→ Work required: Start at the line containing "Q: For every instance of the elderly" and transcribe every line exactly through the end of the records below, and only those lines.

Items from a dataset
## begin

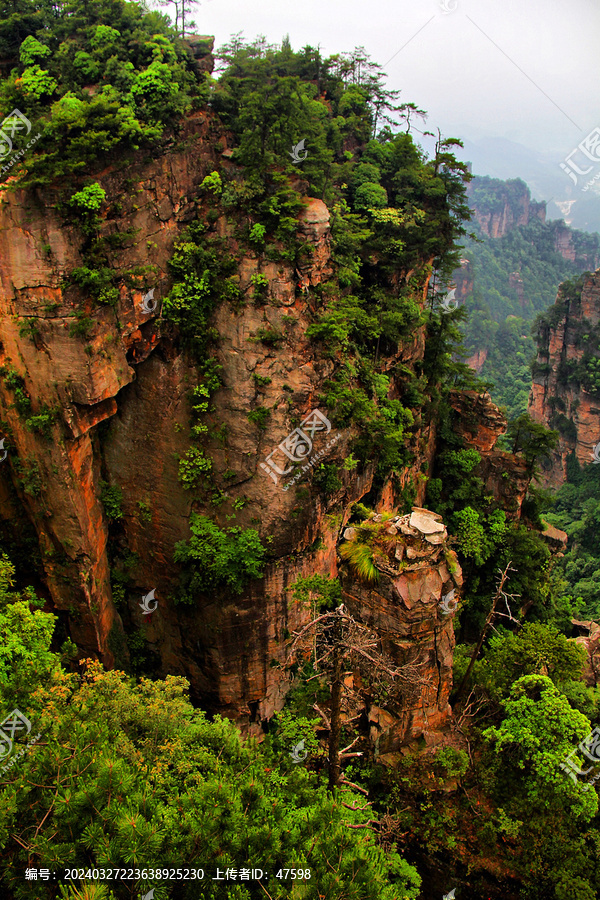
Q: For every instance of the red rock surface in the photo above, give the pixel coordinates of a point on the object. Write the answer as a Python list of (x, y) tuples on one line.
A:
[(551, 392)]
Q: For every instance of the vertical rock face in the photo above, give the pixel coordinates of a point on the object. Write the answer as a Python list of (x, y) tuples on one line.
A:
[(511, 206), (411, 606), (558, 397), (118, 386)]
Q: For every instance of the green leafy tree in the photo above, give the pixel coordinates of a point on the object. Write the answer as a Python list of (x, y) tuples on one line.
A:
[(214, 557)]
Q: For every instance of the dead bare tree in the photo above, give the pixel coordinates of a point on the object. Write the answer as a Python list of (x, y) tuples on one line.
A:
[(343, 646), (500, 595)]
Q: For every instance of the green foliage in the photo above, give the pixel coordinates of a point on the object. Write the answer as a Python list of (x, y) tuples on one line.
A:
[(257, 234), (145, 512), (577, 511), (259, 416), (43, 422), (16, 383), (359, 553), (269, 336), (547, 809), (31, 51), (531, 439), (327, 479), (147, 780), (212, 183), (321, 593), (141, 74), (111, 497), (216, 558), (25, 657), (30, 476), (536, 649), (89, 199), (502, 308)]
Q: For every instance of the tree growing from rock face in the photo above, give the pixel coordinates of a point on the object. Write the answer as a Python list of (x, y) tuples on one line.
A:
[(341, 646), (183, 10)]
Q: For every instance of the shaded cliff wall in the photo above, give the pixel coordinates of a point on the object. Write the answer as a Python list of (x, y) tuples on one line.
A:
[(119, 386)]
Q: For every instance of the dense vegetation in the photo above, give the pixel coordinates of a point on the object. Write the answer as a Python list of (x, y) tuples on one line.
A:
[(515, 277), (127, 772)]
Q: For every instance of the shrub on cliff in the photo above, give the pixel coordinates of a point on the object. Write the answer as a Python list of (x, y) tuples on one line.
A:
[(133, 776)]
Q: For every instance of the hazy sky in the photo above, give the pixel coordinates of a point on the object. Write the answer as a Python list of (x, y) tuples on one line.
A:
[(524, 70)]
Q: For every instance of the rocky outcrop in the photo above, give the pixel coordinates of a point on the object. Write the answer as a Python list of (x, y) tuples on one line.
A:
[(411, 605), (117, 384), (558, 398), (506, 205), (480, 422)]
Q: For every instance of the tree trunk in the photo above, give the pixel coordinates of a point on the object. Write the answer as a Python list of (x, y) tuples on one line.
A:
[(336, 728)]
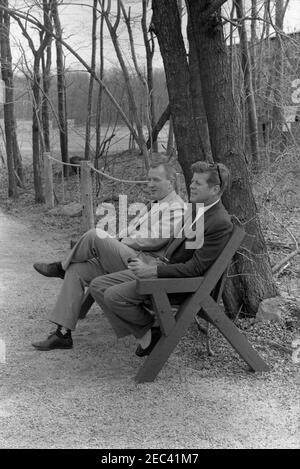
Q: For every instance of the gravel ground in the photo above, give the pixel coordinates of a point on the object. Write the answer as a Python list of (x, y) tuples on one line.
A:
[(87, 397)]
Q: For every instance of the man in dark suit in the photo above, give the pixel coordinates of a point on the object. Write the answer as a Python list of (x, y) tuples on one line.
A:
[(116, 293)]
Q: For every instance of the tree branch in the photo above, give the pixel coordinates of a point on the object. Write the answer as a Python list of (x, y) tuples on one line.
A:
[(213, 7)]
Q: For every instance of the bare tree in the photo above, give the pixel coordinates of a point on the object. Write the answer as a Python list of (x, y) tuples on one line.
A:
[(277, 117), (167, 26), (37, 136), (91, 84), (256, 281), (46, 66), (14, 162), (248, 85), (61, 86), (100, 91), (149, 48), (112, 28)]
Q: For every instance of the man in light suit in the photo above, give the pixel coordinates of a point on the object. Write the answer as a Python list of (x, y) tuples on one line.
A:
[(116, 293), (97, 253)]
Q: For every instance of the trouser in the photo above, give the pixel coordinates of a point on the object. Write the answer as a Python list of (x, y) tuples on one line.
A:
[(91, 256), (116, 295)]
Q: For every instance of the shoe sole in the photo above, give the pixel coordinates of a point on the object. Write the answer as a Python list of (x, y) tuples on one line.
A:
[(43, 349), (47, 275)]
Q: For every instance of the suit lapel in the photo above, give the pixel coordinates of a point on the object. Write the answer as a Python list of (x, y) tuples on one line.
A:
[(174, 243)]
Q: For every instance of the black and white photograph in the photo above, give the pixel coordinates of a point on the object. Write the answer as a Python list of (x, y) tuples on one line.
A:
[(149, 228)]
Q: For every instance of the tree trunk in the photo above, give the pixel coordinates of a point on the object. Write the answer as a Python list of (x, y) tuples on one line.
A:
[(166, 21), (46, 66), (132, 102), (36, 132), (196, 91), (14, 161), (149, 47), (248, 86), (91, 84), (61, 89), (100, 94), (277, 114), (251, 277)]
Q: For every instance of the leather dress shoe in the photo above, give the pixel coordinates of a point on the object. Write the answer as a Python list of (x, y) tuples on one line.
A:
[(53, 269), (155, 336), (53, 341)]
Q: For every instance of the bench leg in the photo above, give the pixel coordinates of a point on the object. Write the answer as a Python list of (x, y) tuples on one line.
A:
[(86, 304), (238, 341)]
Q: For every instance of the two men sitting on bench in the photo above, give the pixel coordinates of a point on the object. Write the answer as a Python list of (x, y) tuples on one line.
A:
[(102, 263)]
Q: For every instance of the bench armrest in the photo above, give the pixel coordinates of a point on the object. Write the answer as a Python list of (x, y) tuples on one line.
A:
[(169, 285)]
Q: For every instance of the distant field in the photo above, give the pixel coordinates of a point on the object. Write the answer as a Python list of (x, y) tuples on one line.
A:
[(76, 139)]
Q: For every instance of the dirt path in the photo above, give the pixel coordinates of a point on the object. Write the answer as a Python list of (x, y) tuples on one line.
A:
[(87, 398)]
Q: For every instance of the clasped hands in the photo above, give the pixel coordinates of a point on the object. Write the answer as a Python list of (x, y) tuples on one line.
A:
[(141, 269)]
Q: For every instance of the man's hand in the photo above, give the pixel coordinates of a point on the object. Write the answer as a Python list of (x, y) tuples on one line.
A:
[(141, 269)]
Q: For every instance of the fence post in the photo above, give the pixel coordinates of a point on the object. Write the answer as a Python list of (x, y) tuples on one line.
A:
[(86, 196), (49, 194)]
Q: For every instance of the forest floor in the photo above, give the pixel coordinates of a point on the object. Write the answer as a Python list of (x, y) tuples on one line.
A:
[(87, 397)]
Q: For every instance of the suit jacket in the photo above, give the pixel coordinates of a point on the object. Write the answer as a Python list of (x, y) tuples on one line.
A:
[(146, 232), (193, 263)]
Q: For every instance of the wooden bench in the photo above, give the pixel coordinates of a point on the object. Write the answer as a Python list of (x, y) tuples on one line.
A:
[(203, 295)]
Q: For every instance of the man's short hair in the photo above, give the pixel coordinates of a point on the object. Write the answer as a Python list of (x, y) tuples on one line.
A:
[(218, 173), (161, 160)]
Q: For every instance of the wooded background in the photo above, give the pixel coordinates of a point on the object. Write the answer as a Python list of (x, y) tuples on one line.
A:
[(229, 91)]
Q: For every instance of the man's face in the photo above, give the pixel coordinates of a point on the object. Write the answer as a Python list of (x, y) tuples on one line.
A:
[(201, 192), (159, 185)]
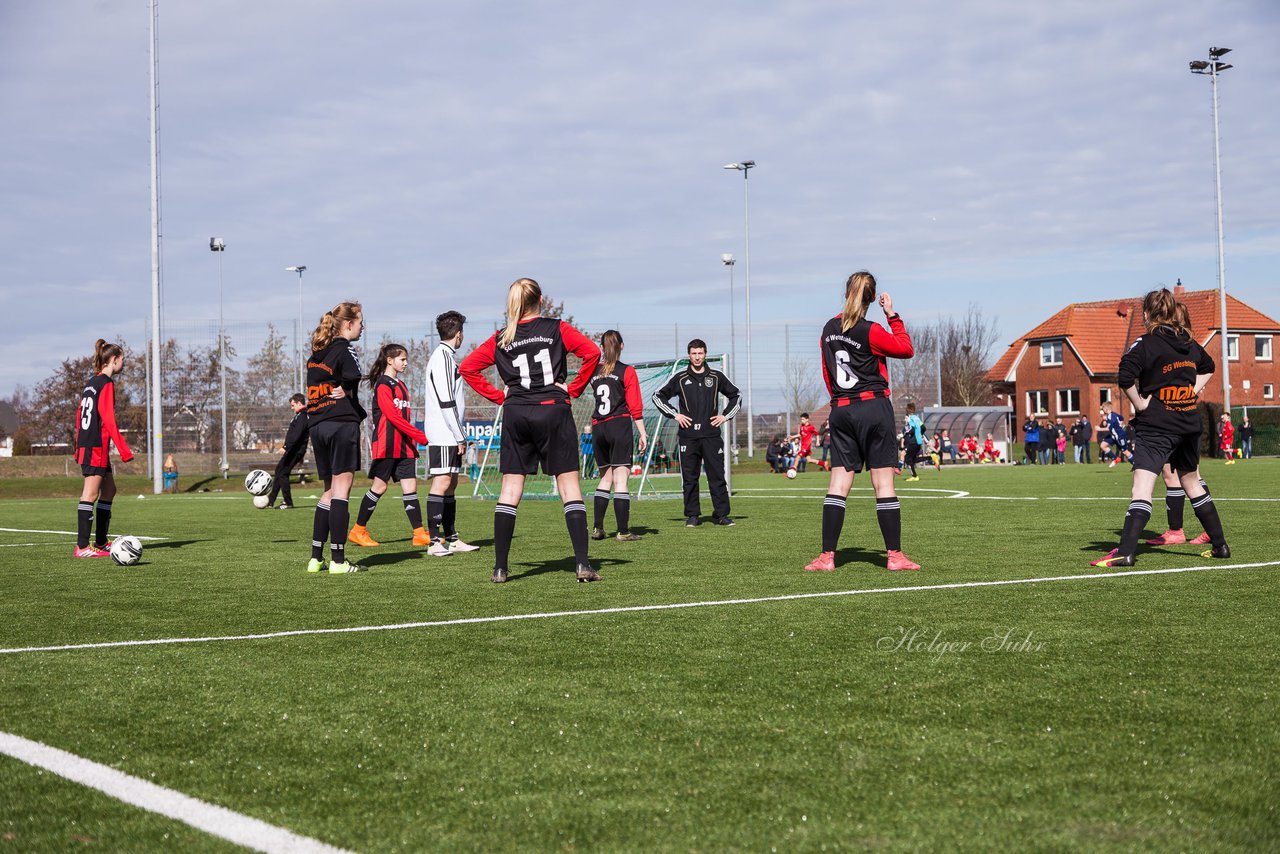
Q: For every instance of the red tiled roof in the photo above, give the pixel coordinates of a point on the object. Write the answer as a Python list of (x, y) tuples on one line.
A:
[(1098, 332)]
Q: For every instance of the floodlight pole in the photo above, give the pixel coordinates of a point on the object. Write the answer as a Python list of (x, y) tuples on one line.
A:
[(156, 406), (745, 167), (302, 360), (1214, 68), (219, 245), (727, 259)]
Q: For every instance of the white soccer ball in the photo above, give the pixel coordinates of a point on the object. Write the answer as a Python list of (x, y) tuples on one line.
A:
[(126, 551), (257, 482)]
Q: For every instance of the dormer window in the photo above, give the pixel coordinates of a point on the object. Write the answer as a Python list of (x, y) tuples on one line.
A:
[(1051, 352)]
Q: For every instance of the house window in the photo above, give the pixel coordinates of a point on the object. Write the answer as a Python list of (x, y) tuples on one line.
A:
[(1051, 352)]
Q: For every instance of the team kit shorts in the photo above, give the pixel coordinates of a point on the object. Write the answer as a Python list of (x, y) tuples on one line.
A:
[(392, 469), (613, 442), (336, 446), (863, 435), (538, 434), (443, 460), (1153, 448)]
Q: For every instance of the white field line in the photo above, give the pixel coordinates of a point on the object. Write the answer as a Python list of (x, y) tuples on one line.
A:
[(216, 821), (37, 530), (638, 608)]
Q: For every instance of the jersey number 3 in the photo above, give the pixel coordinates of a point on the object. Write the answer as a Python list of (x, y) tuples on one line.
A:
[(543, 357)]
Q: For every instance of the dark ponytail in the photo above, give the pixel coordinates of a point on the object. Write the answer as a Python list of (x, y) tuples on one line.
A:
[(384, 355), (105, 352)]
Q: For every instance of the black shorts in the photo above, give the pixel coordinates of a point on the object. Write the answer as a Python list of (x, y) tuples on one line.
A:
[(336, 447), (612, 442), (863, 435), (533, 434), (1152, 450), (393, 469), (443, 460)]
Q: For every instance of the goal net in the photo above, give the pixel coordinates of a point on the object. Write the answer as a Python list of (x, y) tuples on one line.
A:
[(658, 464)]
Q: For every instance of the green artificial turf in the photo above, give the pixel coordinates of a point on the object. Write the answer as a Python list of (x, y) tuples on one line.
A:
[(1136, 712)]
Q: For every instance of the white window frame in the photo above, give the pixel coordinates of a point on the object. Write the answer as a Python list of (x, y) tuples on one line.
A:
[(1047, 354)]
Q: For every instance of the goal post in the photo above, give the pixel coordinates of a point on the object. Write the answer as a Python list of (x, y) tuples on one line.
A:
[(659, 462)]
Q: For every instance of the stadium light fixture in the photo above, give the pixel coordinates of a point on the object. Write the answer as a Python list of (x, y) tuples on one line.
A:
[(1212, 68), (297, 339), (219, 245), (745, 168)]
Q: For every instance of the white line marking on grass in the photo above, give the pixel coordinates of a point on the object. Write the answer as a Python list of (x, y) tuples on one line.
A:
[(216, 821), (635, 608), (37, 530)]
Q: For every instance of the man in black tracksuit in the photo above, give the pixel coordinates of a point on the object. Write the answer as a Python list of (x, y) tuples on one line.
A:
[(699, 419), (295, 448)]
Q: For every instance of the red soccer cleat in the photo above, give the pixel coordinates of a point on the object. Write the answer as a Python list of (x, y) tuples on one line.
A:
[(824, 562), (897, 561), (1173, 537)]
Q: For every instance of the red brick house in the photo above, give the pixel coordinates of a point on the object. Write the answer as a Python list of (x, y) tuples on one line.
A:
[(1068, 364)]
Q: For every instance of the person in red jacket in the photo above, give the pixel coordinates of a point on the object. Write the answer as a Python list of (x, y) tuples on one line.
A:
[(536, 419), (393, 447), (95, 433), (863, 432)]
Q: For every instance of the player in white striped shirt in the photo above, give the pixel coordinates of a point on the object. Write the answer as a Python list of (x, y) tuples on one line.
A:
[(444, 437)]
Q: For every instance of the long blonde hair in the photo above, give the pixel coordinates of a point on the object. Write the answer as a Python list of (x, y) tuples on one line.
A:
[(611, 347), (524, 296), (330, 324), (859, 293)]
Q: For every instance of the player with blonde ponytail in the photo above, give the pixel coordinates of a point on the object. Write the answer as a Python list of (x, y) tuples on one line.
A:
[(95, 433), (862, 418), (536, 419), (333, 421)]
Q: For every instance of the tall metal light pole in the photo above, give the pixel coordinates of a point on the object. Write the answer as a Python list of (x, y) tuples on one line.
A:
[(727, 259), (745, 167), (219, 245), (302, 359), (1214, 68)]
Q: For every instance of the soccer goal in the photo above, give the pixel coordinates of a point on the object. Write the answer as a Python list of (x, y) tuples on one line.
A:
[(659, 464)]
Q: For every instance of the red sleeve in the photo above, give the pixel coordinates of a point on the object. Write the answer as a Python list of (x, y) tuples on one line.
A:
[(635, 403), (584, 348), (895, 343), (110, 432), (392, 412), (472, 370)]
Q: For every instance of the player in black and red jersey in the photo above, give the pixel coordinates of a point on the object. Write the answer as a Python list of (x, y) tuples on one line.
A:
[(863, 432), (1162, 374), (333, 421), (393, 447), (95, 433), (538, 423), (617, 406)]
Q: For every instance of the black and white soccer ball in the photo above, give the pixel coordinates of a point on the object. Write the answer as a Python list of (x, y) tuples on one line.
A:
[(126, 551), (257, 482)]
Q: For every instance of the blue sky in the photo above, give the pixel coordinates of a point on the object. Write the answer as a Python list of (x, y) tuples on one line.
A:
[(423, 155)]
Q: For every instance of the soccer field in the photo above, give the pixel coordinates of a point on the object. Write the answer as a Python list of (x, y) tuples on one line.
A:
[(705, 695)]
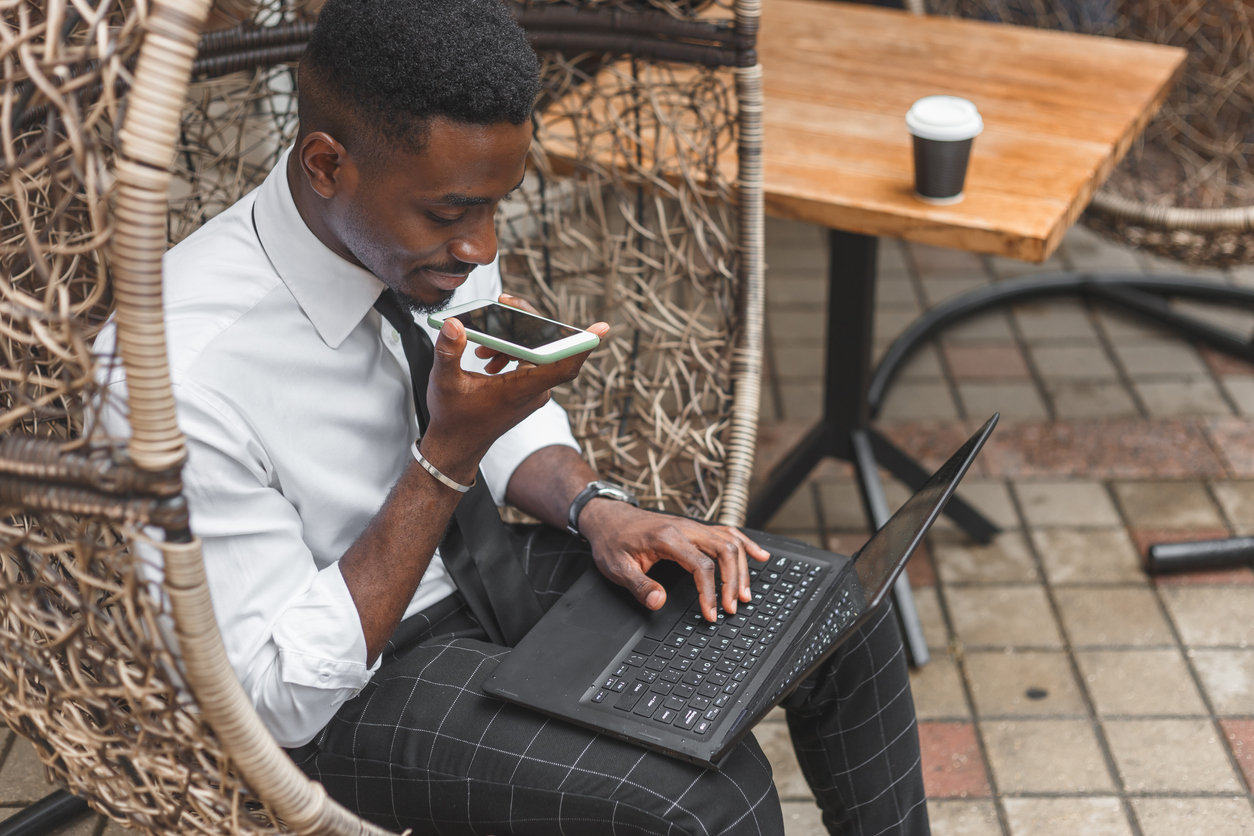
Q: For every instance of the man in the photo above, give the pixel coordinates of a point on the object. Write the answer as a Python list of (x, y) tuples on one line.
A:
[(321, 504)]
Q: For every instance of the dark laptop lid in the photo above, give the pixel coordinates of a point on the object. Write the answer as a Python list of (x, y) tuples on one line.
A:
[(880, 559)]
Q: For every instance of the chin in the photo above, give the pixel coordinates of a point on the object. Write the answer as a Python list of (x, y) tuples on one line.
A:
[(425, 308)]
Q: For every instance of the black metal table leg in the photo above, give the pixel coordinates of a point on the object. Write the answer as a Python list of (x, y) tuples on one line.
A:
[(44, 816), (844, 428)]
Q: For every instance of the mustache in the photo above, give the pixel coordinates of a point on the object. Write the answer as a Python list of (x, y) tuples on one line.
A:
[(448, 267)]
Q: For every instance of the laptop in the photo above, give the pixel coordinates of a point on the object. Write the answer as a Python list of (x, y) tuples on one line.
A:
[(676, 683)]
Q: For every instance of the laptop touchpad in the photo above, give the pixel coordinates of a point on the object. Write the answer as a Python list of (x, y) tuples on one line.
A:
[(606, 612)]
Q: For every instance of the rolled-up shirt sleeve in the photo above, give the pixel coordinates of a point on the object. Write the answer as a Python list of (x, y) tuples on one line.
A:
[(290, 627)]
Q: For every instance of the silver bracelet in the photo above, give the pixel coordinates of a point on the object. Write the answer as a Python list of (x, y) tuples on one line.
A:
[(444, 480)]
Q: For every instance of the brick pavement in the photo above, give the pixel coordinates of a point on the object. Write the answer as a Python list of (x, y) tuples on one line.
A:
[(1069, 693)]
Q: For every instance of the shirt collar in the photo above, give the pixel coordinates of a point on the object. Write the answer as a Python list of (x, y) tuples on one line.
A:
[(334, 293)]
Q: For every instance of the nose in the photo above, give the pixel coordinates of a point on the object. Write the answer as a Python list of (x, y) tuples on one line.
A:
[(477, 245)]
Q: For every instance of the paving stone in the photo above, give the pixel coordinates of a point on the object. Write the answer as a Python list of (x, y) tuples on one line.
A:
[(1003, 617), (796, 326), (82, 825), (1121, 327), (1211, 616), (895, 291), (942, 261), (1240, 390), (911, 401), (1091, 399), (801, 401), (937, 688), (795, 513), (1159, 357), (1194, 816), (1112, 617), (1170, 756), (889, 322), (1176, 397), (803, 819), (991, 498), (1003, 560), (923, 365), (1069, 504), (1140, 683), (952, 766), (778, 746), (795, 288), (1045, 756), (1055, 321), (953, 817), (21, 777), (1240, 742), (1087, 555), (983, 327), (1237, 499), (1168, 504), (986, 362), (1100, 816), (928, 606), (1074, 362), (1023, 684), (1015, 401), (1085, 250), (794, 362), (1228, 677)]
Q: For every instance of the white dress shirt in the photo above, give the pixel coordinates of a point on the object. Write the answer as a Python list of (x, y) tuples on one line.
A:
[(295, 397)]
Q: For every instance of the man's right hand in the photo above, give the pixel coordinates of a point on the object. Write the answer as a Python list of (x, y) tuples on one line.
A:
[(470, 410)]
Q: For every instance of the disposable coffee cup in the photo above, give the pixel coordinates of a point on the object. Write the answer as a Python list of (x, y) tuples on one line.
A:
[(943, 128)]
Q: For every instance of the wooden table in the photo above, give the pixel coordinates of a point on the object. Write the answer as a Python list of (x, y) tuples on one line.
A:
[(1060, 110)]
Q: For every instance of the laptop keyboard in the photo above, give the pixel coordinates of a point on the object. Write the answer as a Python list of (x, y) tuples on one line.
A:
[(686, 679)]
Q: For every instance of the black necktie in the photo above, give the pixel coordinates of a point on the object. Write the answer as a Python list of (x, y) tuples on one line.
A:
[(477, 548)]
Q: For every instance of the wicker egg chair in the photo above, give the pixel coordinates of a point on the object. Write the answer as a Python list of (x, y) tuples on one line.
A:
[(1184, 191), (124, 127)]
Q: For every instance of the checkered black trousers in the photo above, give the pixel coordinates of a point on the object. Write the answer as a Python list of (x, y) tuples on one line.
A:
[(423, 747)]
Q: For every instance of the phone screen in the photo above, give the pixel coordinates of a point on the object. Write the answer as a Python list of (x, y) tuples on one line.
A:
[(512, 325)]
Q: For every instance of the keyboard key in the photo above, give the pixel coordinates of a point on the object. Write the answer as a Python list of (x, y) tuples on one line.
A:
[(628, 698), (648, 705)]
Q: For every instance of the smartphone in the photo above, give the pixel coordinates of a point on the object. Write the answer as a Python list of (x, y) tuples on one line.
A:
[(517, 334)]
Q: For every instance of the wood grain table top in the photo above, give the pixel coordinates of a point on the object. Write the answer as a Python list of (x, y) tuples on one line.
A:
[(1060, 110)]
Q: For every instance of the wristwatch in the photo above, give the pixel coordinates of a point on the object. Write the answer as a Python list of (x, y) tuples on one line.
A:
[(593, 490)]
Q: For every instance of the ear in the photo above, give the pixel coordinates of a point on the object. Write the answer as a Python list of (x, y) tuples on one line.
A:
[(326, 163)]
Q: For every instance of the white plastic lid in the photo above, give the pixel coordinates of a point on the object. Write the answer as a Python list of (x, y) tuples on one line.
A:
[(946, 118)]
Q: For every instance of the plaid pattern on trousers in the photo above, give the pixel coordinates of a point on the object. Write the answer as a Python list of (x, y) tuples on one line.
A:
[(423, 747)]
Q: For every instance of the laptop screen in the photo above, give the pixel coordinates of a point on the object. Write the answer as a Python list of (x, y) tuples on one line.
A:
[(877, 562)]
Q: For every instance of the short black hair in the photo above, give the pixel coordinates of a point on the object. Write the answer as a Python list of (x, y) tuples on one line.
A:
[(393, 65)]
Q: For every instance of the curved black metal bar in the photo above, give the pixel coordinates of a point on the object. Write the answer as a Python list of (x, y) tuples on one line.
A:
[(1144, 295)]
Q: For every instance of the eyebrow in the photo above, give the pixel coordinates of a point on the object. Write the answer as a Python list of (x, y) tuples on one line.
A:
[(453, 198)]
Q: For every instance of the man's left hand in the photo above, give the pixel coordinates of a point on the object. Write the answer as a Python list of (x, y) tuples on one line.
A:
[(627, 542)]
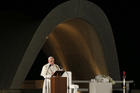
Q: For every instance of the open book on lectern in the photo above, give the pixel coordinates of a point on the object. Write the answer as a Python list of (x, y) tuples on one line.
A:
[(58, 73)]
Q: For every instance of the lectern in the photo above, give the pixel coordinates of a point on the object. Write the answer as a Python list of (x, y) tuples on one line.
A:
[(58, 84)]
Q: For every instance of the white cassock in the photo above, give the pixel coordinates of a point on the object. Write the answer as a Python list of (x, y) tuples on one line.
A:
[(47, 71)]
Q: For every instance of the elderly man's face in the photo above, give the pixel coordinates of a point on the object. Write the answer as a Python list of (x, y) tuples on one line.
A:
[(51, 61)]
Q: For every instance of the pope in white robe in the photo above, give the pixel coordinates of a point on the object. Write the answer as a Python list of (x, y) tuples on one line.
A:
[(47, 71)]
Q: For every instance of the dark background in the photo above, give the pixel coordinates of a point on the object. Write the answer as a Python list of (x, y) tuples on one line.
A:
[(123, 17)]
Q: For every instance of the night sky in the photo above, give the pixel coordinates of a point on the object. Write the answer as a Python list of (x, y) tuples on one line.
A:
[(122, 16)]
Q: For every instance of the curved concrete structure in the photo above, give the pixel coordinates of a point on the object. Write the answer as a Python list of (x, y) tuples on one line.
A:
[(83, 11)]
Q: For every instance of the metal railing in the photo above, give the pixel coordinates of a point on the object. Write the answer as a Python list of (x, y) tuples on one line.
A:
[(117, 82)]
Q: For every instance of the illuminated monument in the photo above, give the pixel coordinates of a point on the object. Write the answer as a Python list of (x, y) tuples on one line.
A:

## end

→ Finished exercise:
Q: For every instance of the elderly man's face in the photo above, give the pixel coordinates of a point on the object. Write the answer as a Python list of (x, y) tuples on one line.
A:
[(51, 61)]
Q: For every instance of the pope in white robe in the photo above, give the pixel coordinates of a point on the object. Write the answer as a Python list of (x, y) tuples on one line.
A:
[(47, 71)]
Q: For every instance of the dark background in the photo above, give the pixel coordinates of a point on the object. Write the answer as a Python list of (x, y) tuples on one line.
A:
[(123, 17)]
Q: For every instance of the night sky in the photo above, give the pixel coordinates of a point on the object. Write the answer as a Python list of (x, y) tuples on one line.
A:
[(122, 16)]
Q: For every instance of the curved concrete structure in the photo above, give the pixel coordinates of a point on the object. Write the answer as a Python list of (x, y) tuples on one line.
A:
[(83, 11)]
Q: For every instance of the metal railing in the photo above, give the pixel coordinates of a point on the object. Write the answer as a Python list of (x, y) tuples on one line.
A:
[(117, 82)]
Q: For every instance of the illuminated monument in the photo above, give the pixel coordinates of a point on the object. Write the answer as a Python list of (x, y) tuples on one line.
A:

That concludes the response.